▶ Task description
Tally every line in the listing that holds the string "wall", then state the total and nothing more.

━━━━━━━━

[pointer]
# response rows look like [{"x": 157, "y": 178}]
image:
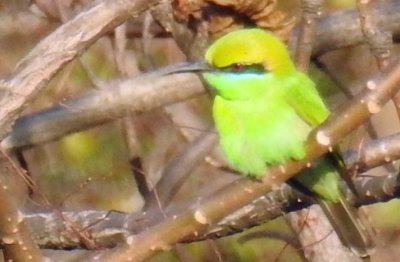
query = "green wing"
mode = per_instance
[{"x": 304, "y": 98}]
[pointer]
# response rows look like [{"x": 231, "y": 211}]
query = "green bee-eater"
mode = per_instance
[{"x": 264, "y": 110}]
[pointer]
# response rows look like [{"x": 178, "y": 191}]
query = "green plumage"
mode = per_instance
[
  {"x": 264, "y": 110},
  {"x": 264, "y": 116}
]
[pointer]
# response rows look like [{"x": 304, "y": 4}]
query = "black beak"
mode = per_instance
[{"x": 190, "y": 67}]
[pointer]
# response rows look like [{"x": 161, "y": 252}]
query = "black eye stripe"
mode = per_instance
[{"x": 237, "y": 67}]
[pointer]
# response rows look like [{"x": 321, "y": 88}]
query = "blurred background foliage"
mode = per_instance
[{"x": 94, "y": 169}]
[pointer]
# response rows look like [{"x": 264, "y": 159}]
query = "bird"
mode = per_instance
[{"x": 264, "y": 109}]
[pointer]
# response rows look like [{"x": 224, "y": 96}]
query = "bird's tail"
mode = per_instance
[{"x": 348, "y": 226}]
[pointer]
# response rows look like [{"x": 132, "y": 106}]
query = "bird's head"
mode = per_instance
[
  {"x": 245, "y": 64},
  {"x": 249, "y": 48}
]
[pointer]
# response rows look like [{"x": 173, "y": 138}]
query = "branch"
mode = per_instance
[
  {"x": 60, "y": 47},
  {"x": 233, "y": 196},
  {"x": 111, "y": 228}
]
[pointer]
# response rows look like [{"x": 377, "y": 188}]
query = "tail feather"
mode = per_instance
[{"x": 347, "y": 225}]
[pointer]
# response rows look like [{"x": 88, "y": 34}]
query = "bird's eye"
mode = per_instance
[{"x": 237, "y": 67}]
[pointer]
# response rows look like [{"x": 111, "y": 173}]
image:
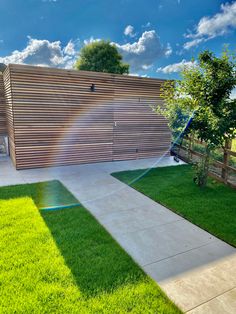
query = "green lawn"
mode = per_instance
[
  {"x": 212, "y": 208},
  {"x": 64, "y": 261}
]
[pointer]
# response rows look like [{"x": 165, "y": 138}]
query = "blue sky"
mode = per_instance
[{"x": 155, "y": 36}]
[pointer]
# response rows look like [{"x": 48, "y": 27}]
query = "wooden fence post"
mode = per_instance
[{"x": 225, "y": 172}]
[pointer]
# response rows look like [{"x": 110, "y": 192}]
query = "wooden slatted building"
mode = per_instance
[{"x": 61, "y": 117}]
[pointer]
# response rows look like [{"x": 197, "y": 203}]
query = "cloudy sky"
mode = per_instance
[{"x": 156, "y": 37}]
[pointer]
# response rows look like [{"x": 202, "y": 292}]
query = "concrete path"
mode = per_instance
[{"x": 195, "y": 269}]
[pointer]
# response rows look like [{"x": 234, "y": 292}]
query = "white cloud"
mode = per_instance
[
  {"x": 70, "y": 49},
  {"x": 44, "y": 53},
  {"x": 177, "y": 67},
  {"x": 91, "y": 40},
  {"x": 217, "y": 25},
  {"x": 129, "y": 31},
  {"x": 192, "y": 43},
  {"x": 144, "y": 52}
]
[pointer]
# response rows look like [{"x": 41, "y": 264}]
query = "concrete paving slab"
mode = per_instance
[
  {"x": 137, "y": 219},
  {"x": 160, "y": 242},
  {"x": 203, "y": 284},
  {"x": 173, "y": 268}
]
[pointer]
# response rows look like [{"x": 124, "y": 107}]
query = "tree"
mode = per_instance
[
  {"x": 101, "y": 56},
  {"x": 200, "y": 104}
]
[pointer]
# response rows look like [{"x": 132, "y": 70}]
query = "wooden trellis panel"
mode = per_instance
[
  {"x": 55, "y": 119},
  {"x": 3, "y": 127}
]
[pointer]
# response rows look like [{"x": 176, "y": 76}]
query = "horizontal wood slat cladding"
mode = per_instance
[
  {"x": 55, "y": 119},
  {"x": 3, "y": 126}
]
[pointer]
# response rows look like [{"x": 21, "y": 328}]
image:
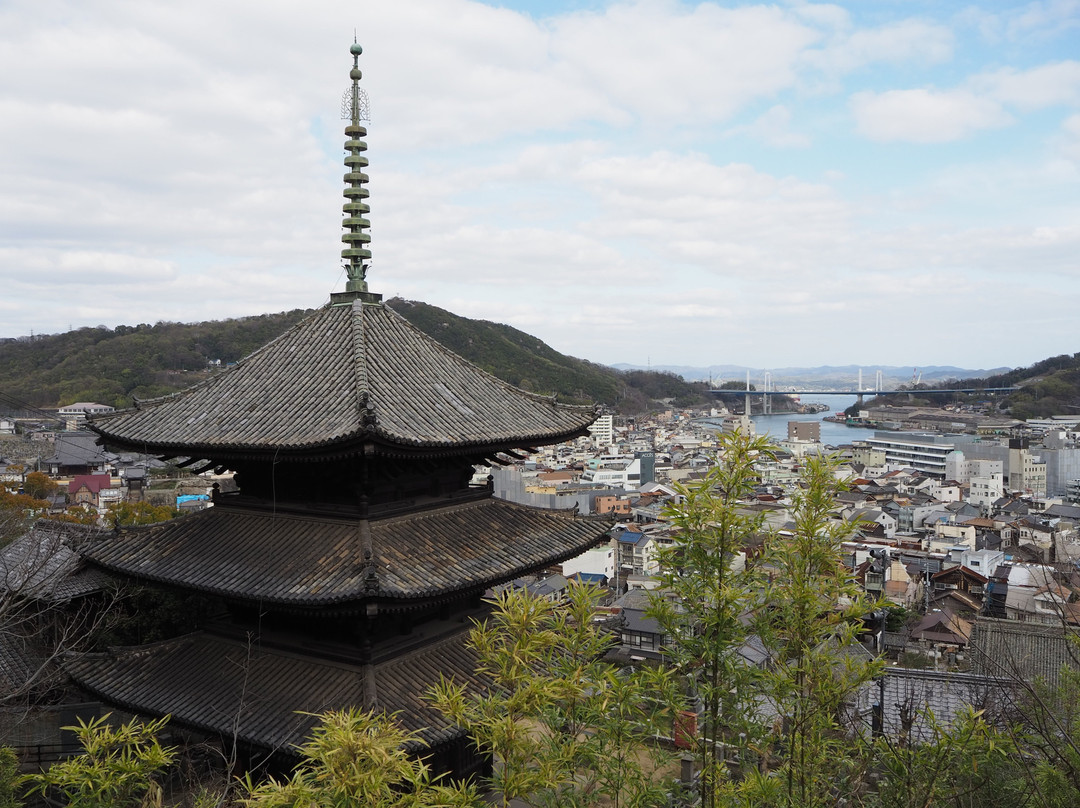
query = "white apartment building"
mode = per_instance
[
  {"x": 908, "y": 452},
  {"x": 613, "y": 471},
  {"x": 603, "y": 431}
]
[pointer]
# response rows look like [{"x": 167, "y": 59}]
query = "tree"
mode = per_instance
[
  {"x": 809, "y": 618},
  {"x": 358, "y": 758},
  {"x": 119, "y": 767},
  {"x": 710, "y": 589},
  {"x": 9, "y": 778},
  {"x": 564, "y": 727},
  {"x": 970, "y": 764},
  {"x": 127, "y": 514},
  {"x": 41, "y": 618},
  {"x": 39, "y": 485}
]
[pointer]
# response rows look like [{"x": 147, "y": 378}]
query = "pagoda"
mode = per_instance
[{"x": 352, "y": 557}]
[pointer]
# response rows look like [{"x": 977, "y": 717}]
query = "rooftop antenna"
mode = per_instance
[{"x": 354, "y": 109}]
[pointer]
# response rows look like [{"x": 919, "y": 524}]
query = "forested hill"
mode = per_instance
[
  {"x": 115, "y": 365},
  {"x": 1050, "y": 387}
]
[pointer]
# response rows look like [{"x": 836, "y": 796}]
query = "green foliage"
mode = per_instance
[
  {"x": 118, "y": 768},
  {"x": 811, "y": 613},
  {"x": 564, "y": 727},
  {"x": 39, "y": 485},
  {"x": 1050, "y": 387},
  {"x": 9, "y": 778},
  {"x": 127, "y": 514},
  {"x": 111, "y": 366},
  {"x": 970, "y": 764},
  {"x": 1049, "y": 732},
  {"x": 358, "y": 758},
  {"x": 21, "y": 503},
  {"x": 709, "y": 589},
  {"x": 115, "y": 366},
  {"x": 524, "y": 361},
  {"x": 80, "y": 514}
]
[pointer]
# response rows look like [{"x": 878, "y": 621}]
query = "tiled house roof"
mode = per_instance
[
  {"x": 270, "y": 698},
  {"x": 310, "y": 561},
  {"x": 347, "y": 376},
  {"x": 1022, "y": 650}
]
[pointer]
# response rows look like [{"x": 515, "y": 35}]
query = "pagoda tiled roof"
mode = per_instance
[
  {"x": 308, "y": 561},
  {"x": 347, "y": 376},
  {"x": 271, "y": 698}
]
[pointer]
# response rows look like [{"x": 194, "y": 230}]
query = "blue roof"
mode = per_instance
[{"x": 590, "y": 577}]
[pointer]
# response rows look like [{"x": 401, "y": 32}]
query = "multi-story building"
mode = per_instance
[{"x": 922, "y": 453}]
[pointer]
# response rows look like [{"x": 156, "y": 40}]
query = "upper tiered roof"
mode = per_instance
[
  {"x": 355, "y": 377},
  {"x": 352, "y": 377}
]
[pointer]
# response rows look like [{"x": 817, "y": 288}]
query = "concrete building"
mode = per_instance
[
  {"x": 919, "y": 452},
  {"x": 603, "y": 431},
  {"x": 1027, "y": 473}
]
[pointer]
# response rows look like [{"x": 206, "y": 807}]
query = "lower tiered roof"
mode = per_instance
[
  {"x": 310, "y": 561},
  {"x": 268, "y": 697}
]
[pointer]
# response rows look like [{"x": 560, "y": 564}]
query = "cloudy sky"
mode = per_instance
[{"x": 655, "y": 182}]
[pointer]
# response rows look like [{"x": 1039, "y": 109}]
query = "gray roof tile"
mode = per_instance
[
  {"x": 271, "y": 698},
  {"x": 310, "y": 561},
  {"x": 346, "y": 376}
]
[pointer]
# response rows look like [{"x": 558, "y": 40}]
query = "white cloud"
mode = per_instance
[
  {"x": 773, "y": 126},
  {"x": 925, "y": 116},
  {"x": 907, "y": 41},
  {"x": 1038, "y": 88}
]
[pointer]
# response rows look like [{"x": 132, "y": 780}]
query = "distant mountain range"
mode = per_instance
[
  {"x": 840, "y": 376},
  {"x": 118, "y": 365}
]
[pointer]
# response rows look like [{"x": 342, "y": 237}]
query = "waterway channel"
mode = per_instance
[{"x": 832, "y": 434}]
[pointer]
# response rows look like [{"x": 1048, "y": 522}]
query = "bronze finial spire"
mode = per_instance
[{"x": 355, "y": 238}]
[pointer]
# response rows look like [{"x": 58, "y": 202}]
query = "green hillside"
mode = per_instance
[
  {"x": 112, "y": 365},
  {"x": 117, "y": 365},
  {"x": 1049, "y": 387}
]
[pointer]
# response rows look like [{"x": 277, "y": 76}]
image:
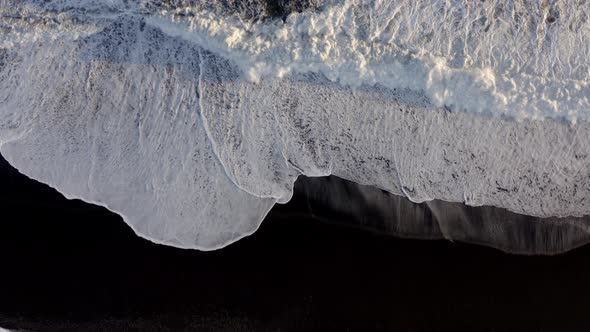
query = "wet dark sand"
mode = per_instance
[{"x": 71, "y": 266}]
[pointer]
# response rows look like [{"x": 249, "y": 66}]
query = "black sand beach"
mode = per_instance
[{"x": 71, "y": 266}]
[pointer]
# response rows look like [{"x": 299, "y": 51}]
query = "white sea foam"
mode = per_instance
[{"x": 192, "y": 126}]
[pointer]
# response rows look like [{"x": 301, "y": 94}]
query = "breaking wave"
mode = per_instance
[{"x": 192, "y": 119}]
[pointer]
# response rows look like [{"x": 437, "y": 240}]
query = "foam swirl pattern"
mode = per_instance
[{"x": 193, "y": 122}]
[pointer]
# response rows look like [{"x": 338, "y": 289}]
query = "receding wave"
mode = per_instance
[{"x": 192, "y": 121}]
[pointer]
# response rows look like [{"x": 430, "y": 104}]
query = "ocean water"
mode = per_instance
[{"x": 191, "y": 119}]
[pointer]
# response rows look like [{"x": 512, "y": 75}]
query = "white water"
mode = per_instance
[{"x": 193, "y": 126}]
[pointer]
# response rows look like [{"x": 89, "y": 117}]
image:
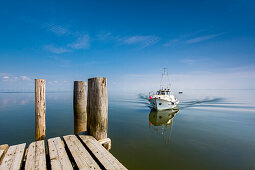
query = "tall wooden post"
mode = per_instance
[
  {"x": 97, "y": 107},
  {"x": 80, "y": 106},
  {"x": 40, "y": 108}
]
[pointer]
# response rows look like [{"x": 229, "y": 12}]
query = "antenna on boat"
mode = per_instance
[{"x": 165, "y": 79}]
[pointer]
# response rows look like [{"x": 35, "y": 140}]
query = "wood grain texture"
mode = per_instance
[
  {"x": 80, "y": 106},
  {"x": 107, "y": 143},
  {"x": 98, "y": 107},
  {"x": 3, "y": 150},
  {"x": 36, "y": 157},
  {"x": 40, "y": 108},
  {"x": 13, "y": 158},
  {"x": 103, "y": 155},
  {"x": 58, "y": 157},
  {"x": 79, "y": 153}
]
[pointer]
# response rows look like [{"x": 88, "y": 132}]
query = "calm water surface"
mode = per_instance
[{"x": 214, "y": 129}]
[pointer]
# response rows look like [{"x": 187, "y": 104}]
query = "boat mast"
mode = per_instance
[{"x": 164, "y": 79}]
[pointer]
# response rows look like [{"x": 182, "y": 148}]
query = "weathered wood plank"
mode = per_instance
[
  {"x": 58, "y": 156},
  {"x": 40, "y": 107},
  {"x": 79, "y": 153},
  {"x": 13, "y": 158},
  {"x": 97, "y": 107},
  {"x": 36, "y": 157},
  {"x": 107, "y": 143},
  {"x": 80, "y": 106},
  {"x": 3, "y": 150},
  {"x": 104, "y": 156}
]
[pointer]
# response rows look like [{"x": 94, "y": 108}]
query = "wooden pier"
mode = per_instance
[
  {"x": 87, "y": 148},
  {"x": 73, "y": 152}
]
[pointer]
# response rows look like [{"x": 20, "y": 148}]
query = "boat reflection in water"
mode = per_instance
[{"x": 162, "y": 122}]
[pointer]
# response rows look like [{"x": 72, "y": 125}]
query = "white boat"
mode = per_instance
[{"x": 164, "y": 98}]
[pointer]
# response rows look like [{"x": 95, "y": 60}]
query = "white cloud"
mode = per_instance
[
  {"x": 56, "y": 50},
  {"x": 231, "y": 78},
  {"x": 24, "y": 78},
  {"x": 11, "y": 78},
  {"x": 145, "y": 41},
  {"x": 57, "y": 29},
  {"x": 202, "y": 38},
  {"x": 188, "y": 61},
  {"x": 171, "y": 43},
  {"x": 81, "y": 43}
]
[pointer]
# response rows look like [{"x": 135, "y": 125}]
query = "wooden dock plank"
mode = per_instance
[
  {"x": 13, "y": 158},
  {"x": 103, "y": 155},
  {"x": 3, "y": 150},
  {"x": 58, "y": 156},
  {"x": 36, "y": 157},
  {"x": 79, "y": 153}
]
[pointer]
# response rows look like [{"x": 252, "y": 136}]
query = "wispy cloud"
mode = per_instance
[
  {"x": 171, "y": 43},
  {"x": 10, "y": 77},
  {"x": 56, "y": 50},
  {"x": 188, "y": 61},
  {"x": 57, "y": 29},
  {"x": 81, "y": 43},
  {"x": 5, "y": 77},
  {"x": 202, "y": 38},
  {"x": 144, "y": 41},
  {"x": 25, "y": 78}
]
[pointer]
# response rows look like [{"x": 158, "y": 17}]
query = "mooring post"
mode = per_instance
[
  {"x": 80, "y": 106},
  {"x": 98, "y": 108},
  {"x": 40, "y": 108}
]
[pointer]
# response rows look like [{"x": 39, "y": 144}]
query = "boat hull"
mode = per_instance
[{"x": 160, "y": 104}]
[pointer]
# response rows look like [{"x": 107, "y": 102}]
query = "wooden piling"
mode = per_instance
[
  {"x": 97, "y": 107},
  {"x": 80, "y": 106},
  {"x": 40, "y": 108}
]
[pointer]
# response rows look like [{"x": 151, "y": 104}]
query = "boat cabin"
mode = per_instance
[{"x": 164, "y": 92}]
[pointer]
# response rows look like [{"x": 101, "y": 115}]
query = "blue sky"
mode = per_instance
[{"x": 204, "y": 44}]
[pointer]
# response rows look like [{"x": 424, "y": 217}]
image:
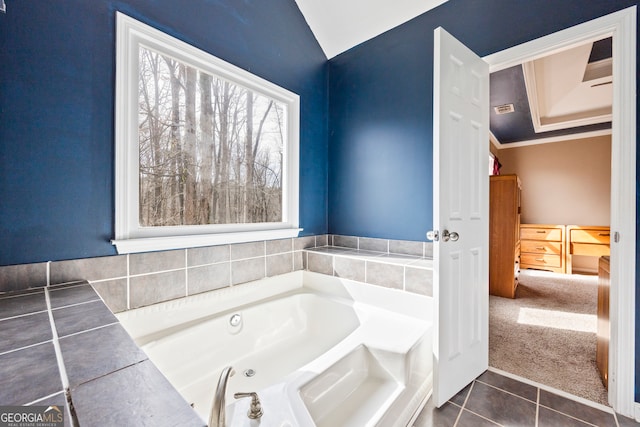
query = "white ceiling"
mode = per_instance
[
  {"x": 565, "y": 90},
  {"x": 340, "y": 25}
]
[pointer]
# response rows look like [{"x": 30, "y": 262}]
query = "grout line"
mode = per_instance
[
  {"x": 48, "y": 269},
  {"x": 78, "y": 303},
  {"x": 22, "y": 315},
  {"x": 569, "y": 416},
  {"x": 56, "y": 344},
  {"x": 46, "y": 397}
]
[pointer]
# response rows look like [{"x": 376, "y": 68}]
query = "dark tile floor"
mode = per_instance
[{"x": 495, "y": 400}]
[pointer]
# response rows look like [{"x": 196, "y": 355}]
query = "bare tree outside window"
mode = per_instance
[{"x": 211, "y": 151}]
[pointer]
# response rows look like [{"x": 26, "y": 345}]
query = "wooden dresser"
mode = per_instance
[
  {"x": 543, "y": 247},
  {"x": 504, "y": 235},
  {"x": 589, "y": 240}
]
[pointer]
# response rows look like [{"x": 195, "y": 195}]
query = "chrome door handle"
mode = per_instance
[{"x": 453, "y": 236}]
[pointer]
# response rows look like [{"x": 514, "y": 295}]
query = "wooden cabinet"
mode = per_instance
[
  {"x": 543, "y": 247},
  {"x": 587, "y": 240},
  {"x": 504, "y": 235},
  {"x": 602, "y": 346}
]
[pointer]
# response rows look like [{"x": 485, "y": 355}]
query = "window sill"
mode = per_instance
[{"x": 150, "y": 244}]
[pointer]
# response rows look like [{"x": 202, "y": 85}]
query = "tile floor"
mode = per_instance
[{"x": 495, "y": 400}]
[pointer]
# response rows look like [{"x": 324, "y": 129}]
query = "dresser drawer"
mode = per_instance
[
  {"x": 542, "y": 260},
  {"x": 541, "y": 247},
  {"x": 590, "y": 236},
  {"x": 552, "y": 234}
]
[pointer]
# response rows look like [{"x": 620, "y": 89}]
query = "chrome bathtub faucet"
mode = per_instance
[
  {"x": 217, "y": 416},
  {"x": 255, "y": 410}
]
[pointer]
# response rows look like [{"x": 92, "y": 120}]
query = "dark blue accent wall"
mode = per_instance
[
  {"x": 57, "y": 73},
  {"x": 380, "y": 111}
]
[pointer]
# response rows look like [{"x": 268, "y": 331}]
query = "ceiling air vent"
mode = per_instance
[{"x": 504, "y": 109}]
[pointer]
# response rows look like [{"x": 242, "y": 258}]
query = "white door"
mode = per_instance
[{"x": 460, "y": 216}]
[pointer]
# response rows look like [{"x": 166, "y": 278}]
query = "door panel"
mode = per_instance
[{"x": 461, "y": 204}]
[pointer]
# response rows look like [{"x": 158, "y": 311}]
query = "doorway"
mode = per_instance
[{"x": 621, "y": 26}]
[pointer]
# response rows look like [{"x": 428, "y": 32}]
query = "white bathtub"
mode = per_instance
[{"x": 323, "y": 351}]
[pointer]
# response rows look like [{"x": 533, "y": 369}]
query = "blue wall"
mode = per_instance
[
  {"x": 57, "y": 77},
  {"x": 380, "y": 104}
]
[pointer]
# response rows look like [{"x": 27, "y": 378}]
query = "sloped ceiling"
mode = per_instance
[
  {"x": 556, "y": 97},
  {"x": 340, "y": 25}
]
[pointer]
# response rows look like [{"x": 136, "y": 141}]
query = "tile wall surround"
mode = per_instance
[
  {"x": 130, "y": 281},
  {"x": 397, "y": 264}
]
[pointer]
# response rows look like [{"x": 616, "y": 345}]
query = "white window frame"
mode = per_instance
[{"x": 130, "y": 237}]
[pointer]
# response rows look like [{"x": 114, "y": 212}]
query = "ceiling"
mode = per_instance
[
  {"x": 340, "y": 25},
  {"x": 566, "y": 95},
  {"x": 560, "y": 96}
]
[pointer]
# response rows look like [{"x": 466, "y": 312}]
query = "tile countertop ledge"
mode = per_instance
[{"x": 61, "y": 345}]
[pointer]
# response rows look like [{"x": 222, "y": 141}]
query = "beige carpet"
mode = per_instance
[{"x": 548, "y": 333}]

━━━━━━━━

▶ Result for this exercise
3